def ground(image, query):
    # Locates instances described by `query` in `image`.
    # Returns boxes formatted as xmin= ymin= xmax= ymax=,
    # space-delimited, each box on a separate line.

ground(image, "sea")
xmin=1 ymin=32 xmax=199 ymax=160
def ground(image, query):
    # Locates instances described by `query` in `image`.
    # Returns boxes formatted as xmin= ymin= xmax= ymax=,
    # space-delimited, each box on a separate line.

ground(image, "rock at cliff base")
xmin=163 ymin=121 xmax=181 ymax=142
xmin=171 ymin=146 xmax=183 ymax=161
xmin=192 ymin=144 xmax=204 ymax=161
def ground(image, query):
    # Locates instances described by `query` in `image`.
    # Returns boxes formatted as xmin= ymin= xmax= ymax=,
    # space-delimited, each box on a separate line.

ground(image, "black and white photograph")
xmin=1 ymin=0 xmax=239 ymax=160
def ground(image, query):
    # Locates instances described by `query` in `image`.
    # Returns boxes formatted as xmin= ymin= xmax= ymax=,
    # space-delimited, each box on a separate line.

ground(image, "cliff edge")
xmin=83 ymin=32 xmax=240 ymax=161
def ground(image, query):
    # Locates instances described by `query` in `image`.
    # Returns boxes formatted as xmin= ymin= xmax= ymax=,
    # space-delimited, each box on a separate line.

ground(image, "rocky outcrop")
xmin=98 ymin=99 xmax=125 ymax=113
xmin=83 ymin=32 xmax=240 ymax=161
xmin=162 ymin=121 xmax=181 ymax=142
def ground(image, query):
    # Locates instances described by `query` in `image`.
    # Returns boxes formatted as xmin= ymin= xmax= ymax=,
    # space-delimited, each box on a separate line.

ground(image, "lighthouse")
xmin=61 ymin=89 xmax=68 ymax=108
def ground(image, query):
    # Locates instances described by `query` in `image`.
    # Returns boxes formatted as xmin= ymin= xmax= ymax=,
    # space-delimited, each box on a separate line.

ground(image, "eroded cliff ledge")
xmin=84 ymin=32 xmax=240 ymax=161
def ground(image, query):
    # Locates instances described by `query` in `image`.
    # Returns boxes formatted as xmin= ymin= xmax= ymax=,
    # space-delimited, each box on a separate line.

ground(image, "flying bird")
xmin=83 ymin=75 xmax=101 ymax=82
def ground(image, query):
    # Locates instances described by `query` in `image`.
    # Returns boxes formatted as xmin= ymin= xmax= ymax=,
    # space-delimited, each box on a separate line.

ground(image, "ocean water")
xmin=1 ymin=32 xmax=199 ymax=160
---+---
Task objective:
Repeat the records above in full, word for word.

Answer box:
def ground(image, query):
    # Locates instances described by `query` in `image`.
    # Returns boxes formatted as xmin= ymin= xmax= ymax=,
    # space-delimited, each box on a separate line.

ground(image, "sea")
xmin=1 ymin=32 xmax=199 ymax=160
def ground(image, query):
    # Locates instances described by `query` in `image`.
    # Returns boxes formatted as xmin= ymin= xmax= ymax=,
    # space-delimited, each box on a separate line.

ground(image, "rock at cliff base")
xmin=163 ymin=121 xmax=181 ymax=142
xmin=171 ymin=146 xmax=183 ymax=161
xmin=192 ymin=144 xmax=204 ymax=161
def ground(image, query):
    # Locates instances described by `query` in `image`.
    # Returns boxes formatted as xmin= ymin= xmax= ymax=,
    # space-delimited, each box on a separate line.

ground(image, "black and white photograph")
xmin=1 ymin=0 xmax=239 ymax=160
def ground(image, query):
    # Locates instances described by `query` in `image`.
    # Returns boxes formatted as xmin= ymin= xmax= ymax=,
    # space-delimited, each box on a separate line.

ground(image, "cliff edge")
xmin=83 ymin=32 xmax=240 ymax=161
def ground(image, query):
    # Locates instances described by `query` in `image`.
    # Returns boxes formatted as xmin= ymin= xmax= ymax=,
    # space-delimited, each box on a separate line.

ground(image, "rocky outcrop")
xmin=98 ymin=99 xmax=125 ymax=113
xmin=83 ymin=32 xmax=240 ymax=161
xmin=162 ymin=121 xmax=181 ymax=142
def ground(image, query):
    # Locates instances described by `query` in `image`.
    # Returns boxes formatted as xmin= ymin= xmax= ymax=,
    # space-delimited, each box on a separate line.

ground(image, "lighthouse")
xmin=61 ymin=89 xmax=68 ymax=108
def ground(image, query):
    # Locates instances described by `query` in `image`.
    # Returns boxes formatted as xmin= ymin= xmax= ymax=,
    # space-delimited, each box on a separate line.

ground(image, "eroded cliff ledge")
xmin=84 ymin=32 xmax=240 ymax=161
def ground(image, query):
    # Locates instances described by `query` in `image`.
    # Returns boxes formatted as xmin= ymin= xmax= ymax=,
    # space-delimited, each box on a separate line.

ground(image, "flying bird")
xmin=83 ymin=75 xmax=101 ymax=82
def ground(image, query):
    # Locates instances described by `query` in `image`.
    # Returns boxes formatted as xmin= ymin= xmax= ymax=,
    # space-delimited, each box on a separate line.

ground(image, "ocean water")
xmin=1 ymin=32 xmax=199 ymax=160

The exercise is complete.